Dataset excerpts on object pointing:
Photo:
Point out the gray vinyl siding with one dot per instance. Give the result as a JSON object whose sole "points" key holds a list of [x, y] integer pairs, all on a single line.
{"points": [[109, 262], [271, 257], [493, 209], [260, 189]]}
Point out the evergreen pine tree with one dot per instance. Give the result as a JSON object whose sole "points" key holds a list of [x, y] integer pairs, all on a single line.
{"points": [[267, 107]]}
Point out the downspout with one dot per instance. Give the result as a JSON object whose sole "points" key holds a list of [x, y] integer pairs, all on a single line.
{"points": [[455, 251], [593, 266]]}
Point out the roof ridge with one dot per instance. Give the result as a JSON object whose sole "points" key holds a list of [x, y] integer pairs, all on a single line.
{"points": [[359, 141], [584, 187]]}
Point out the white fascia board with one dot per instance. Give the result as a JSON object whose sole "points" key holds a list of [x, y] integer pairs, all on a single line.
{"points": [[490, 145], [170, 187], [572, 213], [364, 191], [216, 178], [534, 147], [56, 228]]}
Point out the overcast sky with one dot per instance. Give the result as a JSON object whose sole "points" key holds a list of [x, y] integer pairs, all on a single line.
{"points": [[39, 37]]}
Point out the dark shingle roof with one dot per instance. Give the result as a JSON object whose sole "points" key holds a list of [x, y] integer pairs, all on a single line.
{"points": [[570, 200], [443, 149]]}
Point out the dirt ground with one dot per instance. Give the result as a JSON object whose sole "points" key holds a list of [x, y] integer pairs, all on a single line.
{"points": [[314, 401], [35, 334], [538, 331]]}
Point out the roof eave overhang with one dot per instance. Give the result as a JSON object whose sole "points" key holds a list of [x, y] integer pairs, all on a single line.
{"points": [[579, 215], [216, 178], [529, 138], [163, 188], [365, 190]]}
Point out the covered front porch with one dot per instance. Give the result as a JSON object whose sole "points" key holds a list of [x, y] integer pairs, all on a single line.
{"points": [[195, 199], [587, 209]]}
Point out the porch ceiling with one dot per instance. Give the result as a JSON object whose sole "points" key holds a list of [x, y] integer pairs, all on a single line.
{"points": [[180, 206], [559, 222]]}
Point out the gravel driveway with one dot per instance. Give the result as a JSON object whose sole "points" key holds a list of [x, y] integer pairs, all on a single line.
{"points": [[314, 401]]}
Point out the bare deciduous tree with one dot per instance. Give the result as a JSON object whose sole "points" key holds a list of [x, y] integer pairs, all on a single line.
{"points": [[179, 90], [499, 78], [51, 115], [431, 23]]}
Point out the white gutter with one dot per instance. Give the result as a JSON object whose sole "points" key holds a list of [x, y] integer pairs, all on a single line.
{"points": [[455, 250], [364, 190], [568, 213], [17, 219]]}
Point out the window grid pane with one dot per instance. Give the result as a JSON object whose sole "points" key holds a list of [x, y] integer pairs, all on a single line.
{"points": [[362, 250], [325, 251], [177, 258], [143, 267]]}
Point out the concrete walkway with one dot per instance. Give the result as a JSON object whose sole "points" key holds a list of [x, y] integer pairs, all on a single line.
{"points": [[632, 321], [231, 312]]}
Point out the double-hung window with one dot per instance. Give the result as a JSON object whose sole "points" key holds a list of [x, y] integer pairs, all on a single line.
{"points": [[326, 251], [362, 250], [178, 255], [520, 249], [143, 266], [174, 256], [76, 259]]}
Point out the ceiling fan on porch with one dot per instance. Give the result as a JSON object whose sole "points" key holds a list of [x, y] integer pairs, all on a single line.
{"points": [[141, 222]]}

TASK DETAILS: Please quote the records above exactly, without skipping a line.

ANSWER BELOW:
Photo:
Point out the gray vinyl siding with one dot per instance. Give the result as a JSON object whose sole "points" key holds a list of [x, y] integer pairs, all on a single line.
{"points": [[109, 262], [271, 257], [493, 209], [260, 189]]}
Point out the evergreen pine tree with one dot per instance. Give the result as a JSON object whose sole "points" key holds a list of [x, y] integer pairs, all on a single line.
{"points": [[267, 107]]}
Point out the downspout with one dot per instance. Give the result as a JSON object whose sole "points" key holds a list of [x, y] integer pairs, all on a single line.
{"points": [[455, 251], [593, 266]]}
Point out the roof ridge with one dot per instance. Give the result as a JSON object whose sole "points" key holds a list of [x, y] integer pairs, all on a single line.
{"points": [[359, 141], [584, 187]]}
Point out the white fascia board with one dot per instance. Give the result as a JSON object whose sole "points" key holds a list of [x, y] integer pairs, all on a single line.
{"points": [[490, 145], [170, 187], [572, 213], [364, 191], [216, 178], [534, 147], [56, 228]]}
Point out the overcast sky with one dot per instance. Give the result as a JSON object whose sole "points" key holds a list of [x, y] integer pairs, all on a single line.
{"points": [[39, 37]]}
Point out the dark shingle roof with one dot per instance. Give the result as a JSON object whose sole "points" key holds a list of [x, y] integer pairs, all on a single line.
{"points": [[570, 200], [443, 149]]}
Point out the dirt ground with one dot per instance. Give the result as a JSON object whose sole "points" key holds a list of [x, y] integer pairs, all on a single line.
{"points": [[314, 401], [35, 334], [538, 331]]}
Point out the roof eave overhang with one dot per instance. Give the result as a JSON object whose sole "points" key holds a list of [x, y] integer pairs, all on a single line.
{"points": [[579, 215], [216, 178], [529, 138], [163, 188], [365, 190]]}
Point out the covered front porch with one dot per instance. Give the result as a JSON object whose sole "points" key holds a list of [x, y] integer pairs, all on a single line.
{"points": [[195, 199], [587, 209]]}
Point out the porch ceiling with one dot per instance. Give the result as a JSON object whose sole "points" key holds a list of [x, y] integer pairs, all on a single line.
{"points": [[180, 206], [559, 222]]}
Point out the gravel driveway with one dot per instance. Give the result as a JSON object whose sole "points" key holds a list of [x, y] integer pairs, all on a single line.
{"points": [[314, 401]]}
Point out the bare deciduous tree with one dot per instance. Give the result as a JSON object whose sole "points" key holds a list of [x, y] integer pairs, all on a single line.
{"points": [[179, 90], [499, 78], [51, 115], [431, 23]]}
Point out the white gutter with one dot per instance. Give the result as a JSON object whose sole "points" key holds a list of [x, y] integer pairs, all on a single line.
{"points": [[455, 250], [364, 190], [568, 213], [17, 219]]}
Point out the window grid pane with one dot per instance. Give the result as a JSON object whose sole "points" key holds a list of [x, y] integer pairs, all on a single line.
{"points": [[362, 250], [325, 251], [177, 258], [143, 267]]}
Point out the concrete walkway with one dot per instance. Give the result as a JSON object whose sole "points" key holds a list of [x, y] integer pairs, all on a single line.
{"points": [[632, 321], [231, 312]]}
Point out the double-hung window with one dot per instance. Give the result as a JSON object whose sole "points" key holds a list of [x, y] integer pairs, all on a single line.
{"points": [[326, 251], [362, 250], [178, 255], [520, 249], [143, 266], [174, 256], [76, 259]]}
Point out the ceiling fan on porch with one dot per instance. Give the result as a JSON object whose sole "points" key holds a list of [x, y] integer pairs, all on a single line.
{"points": [[141, 222]]}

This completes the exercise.